DATASET EXCERPTS START
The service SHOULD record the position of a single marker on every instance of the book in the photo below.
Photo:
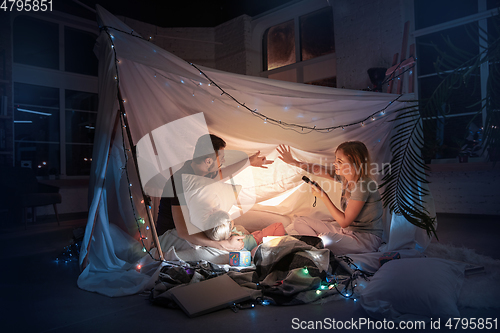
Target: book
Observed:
(210, 295)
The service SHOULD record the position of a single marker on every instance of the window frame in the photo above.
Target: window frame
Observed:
(293, 12)
(57, 78)
(481, 17)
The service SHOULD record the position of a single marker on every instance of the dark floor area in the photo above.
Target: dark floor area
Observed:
(40, 295)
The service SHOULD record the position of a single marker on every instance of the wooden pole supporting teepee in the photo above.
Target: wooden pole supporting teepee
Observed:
(146, 199)
(85, 261)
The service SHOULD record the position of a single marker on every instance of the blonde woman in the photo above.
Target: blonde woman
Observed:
(355, 227)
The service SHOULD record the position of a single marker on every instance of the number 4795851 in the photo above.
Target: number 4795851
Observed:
(26, 5)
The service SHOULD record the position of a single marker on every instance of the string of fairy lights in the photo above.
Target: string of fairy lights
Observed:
(329, 283)
(299, 128)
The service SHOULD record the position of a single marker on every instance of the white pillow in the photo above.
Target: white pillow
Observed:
(258, 220)
(203, 197)
(414, 288)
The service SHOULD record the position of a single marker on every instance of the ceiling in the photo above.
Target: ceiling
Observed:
(174, 13)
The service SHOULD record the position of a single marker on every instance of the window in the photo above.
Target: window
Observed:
(302, 49)
(280, 42)
(36, 42)
(316, 34)
(54, 126)
(79, 54)
(81, 117)
(460, 132)
(36, 127)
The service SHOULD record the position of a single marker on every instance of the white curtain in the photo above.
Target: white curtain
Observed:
(159, 89)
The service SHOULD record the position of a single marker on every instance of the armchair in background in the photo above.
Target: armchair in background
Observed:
(20, 190)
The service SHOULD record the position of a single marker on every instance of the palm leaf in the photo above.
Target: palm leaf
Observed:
(402, 183)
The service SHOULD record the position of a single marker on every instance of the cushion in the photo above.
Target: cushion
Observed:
(258, 220)
(414, 288)
(204, 196)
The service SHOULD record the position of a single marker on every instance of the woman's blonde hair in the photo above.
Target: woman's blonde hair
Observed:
(358, 155)
(219, 224)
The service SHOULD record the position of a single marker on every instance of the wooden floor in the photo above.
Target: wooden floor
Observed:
(40, 295)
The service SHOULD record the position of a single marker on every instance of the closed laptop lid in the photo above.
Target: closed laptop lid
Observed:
(209, 295)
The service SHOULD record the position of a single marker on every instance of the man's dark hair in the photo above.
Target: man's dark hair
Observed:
(206, 146)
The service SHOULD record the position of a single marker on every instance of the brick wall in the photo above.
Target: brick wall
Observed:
(367, 34)
(233, 43)
(466, 192)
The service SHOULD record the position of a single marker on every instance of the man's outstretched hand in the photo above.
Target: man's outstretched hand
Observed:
(259, 161)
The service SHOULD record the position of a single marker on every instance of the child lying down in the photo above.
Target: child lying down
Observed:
(225, 228)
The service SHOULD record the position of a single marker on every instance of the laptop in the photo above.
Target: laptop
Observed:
(210, 295)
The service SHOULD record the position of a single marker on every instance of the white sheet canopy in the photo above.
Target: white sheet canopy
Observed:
(161, 92)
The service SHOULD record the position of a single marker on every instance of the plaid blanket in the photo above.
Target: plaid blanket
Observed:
(288, 270)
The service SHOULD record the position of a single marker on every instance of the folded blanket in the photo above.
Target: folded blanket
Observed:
(288, 270)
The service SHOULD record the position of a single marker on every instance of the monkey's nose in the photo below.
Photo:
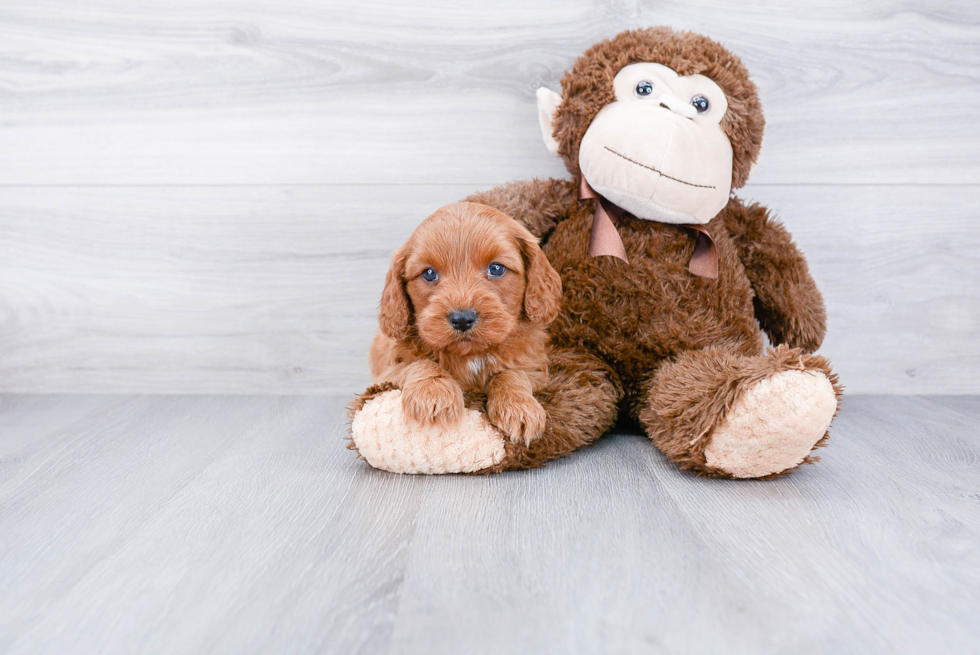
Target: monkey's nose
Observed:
(462, 320)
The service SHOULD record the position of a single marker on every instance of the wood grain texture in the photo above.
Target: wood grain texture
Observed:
(246, 92)
(242, 525)
(275, 289)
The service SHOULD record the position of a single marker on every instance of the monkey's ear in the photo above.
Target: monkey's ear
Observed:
(548, 102)
(542, 293)
(395, 310)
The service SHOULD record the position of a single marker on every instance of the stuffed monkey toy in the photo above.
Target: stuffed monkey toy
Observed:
(669, 281)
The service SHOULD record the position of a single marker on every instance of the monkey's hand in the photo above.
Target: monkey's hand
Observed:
(512, 408)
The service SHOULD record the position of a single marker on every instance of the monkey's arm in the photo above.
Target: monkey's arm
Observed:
(788, 304)
(538, 204)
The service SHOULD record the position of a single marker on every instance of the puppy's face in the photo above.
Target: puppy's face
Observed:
(469, 275)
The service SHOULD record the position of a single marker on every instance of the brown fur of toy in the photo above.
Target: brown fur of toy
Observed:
(681, 348)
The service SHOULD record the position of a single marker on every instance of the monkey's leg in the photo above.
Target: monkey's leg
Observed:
(580, 399)
(734, 416)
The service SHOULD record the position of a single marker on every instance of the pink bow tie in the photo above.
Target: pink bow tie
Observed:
(606, 240)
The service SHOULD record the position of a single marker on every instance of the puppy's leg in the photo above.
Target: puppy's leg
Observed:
(512, 408)
(429, 394)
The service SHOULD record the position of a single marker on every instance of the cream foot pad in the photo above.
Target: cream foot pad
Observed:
(388, 440)
(774, 425)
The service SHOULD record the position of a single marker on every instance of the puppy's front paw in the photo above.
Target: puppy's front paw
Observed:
(433, 400)
(519, 416)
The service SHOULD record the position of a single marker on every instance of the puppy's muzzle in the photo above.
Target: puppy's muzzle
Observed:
(462, 320)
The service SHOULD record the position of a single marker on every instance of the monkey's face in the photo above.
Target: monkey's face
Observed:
(659, 150)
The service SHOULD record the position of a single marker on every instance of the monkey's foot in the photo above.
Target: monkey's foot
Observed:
(774, 425)
(389, 440)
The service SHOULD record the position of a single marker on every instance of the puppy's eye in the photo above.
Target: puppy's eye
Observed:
(643, 89)
(496, 270)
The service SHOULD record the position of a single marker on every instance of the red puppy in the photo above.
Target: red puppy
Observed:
(465, 305)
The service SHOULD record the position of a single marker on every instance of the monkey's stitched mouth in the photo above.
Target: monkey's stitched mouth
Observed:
(651, 168)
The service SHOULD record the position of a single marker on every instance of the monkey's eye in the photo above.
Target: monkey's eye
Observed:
(643, 89)
(495, 270)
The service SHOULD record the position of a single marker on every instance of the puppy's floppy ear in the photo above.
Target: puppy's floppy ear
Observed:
(395, 309)
(542, 293)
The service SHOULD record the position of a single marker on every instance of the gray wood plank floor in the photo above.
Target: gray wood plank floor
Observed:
(210, 524)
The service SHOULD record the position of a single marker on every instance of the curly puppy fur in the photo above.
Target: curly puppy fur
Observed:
(503, 353)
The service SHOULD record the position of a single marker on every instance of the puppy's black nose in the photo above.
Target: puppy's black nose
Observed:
(462, 320)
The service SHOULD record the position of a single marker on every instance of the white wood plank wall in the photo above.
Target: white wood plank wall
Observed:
(201, 196)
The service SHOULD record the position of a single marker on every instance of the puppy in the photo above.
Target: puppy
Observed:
(465, 305)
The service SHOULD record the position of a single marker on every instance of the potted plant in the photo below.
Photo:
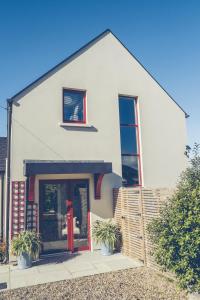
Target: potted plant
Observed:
(26, 247)
(106, 234)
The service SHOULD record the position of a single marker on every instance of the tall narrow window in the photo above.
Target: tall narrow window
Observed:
(74, 106)
(129, 144)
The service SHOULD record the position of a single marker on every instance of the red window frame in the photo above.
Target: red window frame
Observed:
(136, 125)
(84, 106)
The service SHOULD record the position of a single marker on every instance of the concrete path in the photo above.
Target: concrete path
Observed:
(64, 266)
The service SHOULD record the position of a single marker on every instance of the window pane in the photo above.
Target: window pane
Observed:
(126, 110)
(128, 140)
(130, 175)
(73, 106)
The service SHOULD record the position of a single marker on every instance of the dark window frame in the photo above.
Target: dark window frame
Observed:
(136, 126)
(84, 106)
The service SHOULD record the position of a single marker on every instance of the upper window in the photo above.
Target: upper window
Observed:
(74, 106)
(129, 143)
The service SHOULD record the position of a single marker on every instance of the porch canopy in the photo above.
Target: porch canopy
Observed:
(97, 168)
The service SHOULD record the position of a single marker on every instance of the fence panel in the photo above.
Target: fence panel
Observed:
(134, 208)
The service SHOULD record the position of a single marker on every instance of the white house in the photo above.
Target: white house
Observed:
(96, 121)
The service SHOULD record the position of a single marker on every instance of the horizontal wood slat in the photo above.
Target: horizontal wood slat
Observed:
(134, 208)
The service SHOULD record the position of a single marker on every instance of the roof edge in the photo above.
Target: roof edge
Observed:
(47, 74)
(43, 77)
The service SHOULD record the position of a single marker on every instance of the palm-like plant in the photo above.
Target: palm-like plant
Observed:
(26, 242)
(106, 232)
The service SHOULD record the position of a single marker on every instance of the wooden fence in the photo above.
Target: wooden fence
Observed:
(134, 208)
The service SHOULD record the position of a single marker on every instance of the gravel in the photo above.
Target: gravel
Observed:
(131, 284)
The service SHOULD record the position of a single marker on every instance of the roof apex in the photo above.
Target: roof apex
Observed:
(43, 77)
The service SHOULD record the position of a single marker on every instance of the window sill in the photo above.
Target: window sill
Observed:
(79, 125)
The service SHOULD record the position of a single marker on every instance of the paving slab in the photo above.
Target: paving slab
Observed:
(65, 266)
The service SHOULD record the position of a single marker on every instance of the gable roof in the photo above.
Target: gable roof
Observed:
(3, 153)
(74, 55)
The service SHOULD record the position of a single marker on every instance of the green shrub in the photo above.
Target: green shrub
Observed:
(26, 242)
(176, 233)
(106, 232)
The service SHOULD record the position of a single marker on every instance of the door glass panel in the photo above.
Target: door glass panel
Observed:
(53, 226)
(80, 215)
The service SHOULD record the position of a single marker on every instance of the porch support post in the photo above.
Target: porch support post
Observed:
(31, 189)
(98, 178)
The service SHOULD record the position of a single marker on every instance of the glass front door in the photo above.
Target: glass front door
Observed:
(80, 211)
(64, 211)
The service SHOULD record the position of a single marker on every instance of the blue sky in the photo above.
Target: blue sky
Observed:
(163, 35)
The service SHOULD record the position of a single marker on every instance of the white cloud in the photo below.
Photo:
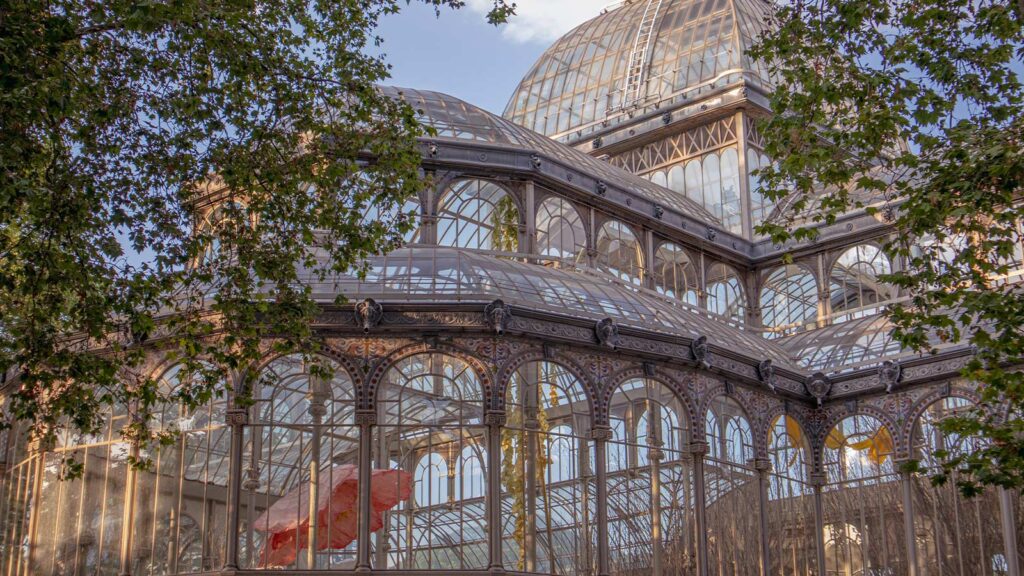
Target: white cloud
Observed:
(543, 21)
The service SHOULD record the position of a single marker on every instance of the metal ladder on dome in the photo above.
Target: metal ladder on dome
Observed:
(634, 91)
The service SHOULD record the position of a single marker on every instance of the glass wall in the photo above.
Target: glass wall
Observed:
(725, 293)
(730, 488)
(548, 491)
(430, 435)
(956, 536)
(863, 510)
(675, 274)
(791, 501)
(788, 300)
(80, 521)
(560, 233)
(179, 523)
(620, 251)
(649, 482)
(300, 448)
(478, 214)
(712, 180)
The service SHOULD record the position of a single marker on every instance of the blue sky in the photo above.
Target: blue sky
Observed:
(461, 54)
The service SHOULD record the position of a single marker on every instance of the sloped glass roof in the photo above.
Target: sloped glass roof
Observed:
(851, 345)
(455, 119)
(696, 46)
(422, 273)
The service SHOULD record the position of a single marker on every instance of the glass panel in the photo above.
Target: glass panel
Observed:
(788, 300)
(560, 233)
(619, 251)
(431, 412)
(855, 290)
(650, 506)
(548, 488)
(674, 273)
(478, 214)
(303, 422)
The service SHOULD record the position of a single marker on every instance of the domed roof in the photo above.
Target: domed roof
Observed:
(455, 119)
(644, 51)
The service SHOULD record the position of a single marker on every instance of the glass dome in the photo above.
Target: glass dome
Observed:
(642, 52)
(452, 118)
DATASET EXCERPTS END
Among the lines of the data, identify those with the word "number". Copy each of them.

WRITTEN SOLUTION:
The service SHOULD record the position of a single marker on every instance of the number 4795851 in the photo above.
Target: number 4795851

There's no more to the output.